**DIRECTION 1**
In the forum thread about looped tubes, what knot does AUSSIE4 use to tie the pouches?

+++ SOURCE PASSAGE

# Looped Tubes Breaking Quick. Help!



## AUSSIE4 (Nov 21, 2019)

Just got my torque yesterday and put some of my looped 1745 tubes on and after about 150 shots max they are already showing significant wear and am expecting only 50 or so more shots. I use a constrictor knot to tie my pouches but it isn't wearing there yet. It is wearing where they are attached to the Torque slingshot. I switched to looped tubes in hope that I'd get around 600-800 shots and am very very annoyed. They are just 1745 tubes from eBay. I am wondering If I should make my bands with something like heat shrink as a protector where it rubs against the Torque slingshot. Please help. Cheers.


----------



## AlDermietzel (Apr 26, 2019)

Hi mate. Are they dankung brand tubes? They might be a bad batch, sometimes the dankung batches can be a bit hit or miss. I had a bad batch of 1842 black from an ebay vendor last year, they had a white hue and made a creeky noise when elongated. They were wearing through after about a day of shooting, whereas normally I can shoot one bandset for weeks. The green tubes from gzk seem to be more consistent batch to batch. Perhaps the stock from the vendor was really old or stored in a bad environment. Other than that I can only guess that the edges on the torque are a bit squared or sharp causing premature wear. I've never handled a torque before, but I don't think I've heard of this problem from anyone before.

Sent from my EML-L09 using Tapatalk


----------



## Devon minnow (Apr 2, 2017)

Maybe fake. Just buy it direct from Dankung usually takes 3-4 weeks then least you know it's genuine. I've never had any problems and usually get well over 1000 shots per band set. By all means try an anti rubbing strip


----------



## AUSSIE4 (Nov 21, 2019)

AlDermietzel said:


> Hi mate. Are they dankung brand tubes? They might be a bad batch, sometimes the dankung batches can be a bit hit or miss. I had a bad batch of 1842 black from an ebay vendor last year, they had a white hue and made a creeky noise when elongated. They were wearing through after about a day of shooting, whereas normally I can shoot one bandset for weeks. The green tubes from gzk seem to be more consistent batch to batch. Perhaps the stock from the vendor was really old or stored in a bad environment. Other than that I can only guess that the edges on the torque are a bit squared or sharp causing premature wear. I've never handled a torque before, but I don't think I've heard of this problem from anyone before.
> 
> Sent from my EML-L09 using Tapatalk


G'day nah they aren't dankung tubes they were just some latex 1745 tubing off eBay. Should I instead invest in some dankung?


----------



## AUSSIE4 (Nov 21, 2019)

Devon minnow said:


> Maybe fake. Just buy it direct from Dankung usually takes 3-4 weeks then least you know it's genuine. I've never had any problems and usually get well over 1000 shots per band set. By all means try an anti rubbing strip


Nah not fake they weren't branded Dankung they were just some 1745 latex off eBay. Would Dankung be better then?


----------



## AlDermietzel (Apr 26, 2019)

++++++

**DIRECTION 2**
Please edit the entries from their first line up to and including the line with "top-left (45, 49), bottom-right (59, 72)", changing "white flower" to "yellow flower" and leaving everything else as it is. Return only those lines.

+++ EXERCISE MATERIALS

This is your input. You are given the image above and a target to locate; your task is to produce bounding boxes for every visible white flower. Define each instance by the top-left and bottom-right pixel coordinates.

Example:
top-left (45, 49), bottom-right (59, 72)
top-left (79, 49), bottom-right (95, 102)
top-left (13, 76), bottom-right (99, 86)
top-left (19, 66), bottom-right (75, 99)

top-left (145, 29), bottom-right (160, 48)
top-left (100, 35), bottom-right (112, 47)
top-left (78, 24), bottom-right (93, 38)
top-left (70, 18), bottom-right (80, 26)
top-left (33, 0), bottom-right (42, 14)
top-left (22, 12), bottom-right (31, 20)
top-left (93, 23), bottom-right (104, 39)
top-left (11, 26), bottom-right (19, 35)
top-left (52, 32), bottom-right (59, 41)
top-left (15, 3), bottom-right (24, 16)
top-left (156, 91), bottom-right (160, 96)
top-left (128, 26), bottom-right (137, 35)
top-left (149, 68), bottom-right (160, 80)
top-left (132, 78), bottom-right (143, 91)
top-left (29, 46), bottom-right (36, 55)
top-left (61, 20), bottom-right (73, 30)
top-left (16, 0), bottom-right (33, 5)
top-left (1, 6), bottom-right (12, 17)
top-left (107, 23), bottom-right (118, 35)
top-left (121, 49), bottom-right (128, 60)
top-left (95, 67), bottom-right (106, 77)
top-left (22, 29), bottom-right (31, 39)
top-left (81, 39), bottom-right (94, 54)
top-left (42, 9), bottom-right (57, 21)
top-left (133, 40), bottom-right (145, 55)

++++++

**FULL OUTPUT 1**
A constrictor knot.

**FULL OUTPUT 2**
This is your input. You are given the image above and a target to locate; your task is to produce bounding boxes for every visible yellow flower. Define each instance by the top-left and bottom-right pixel coordinates.

Example:
top-left (45, 49), bottom-right (59, 72)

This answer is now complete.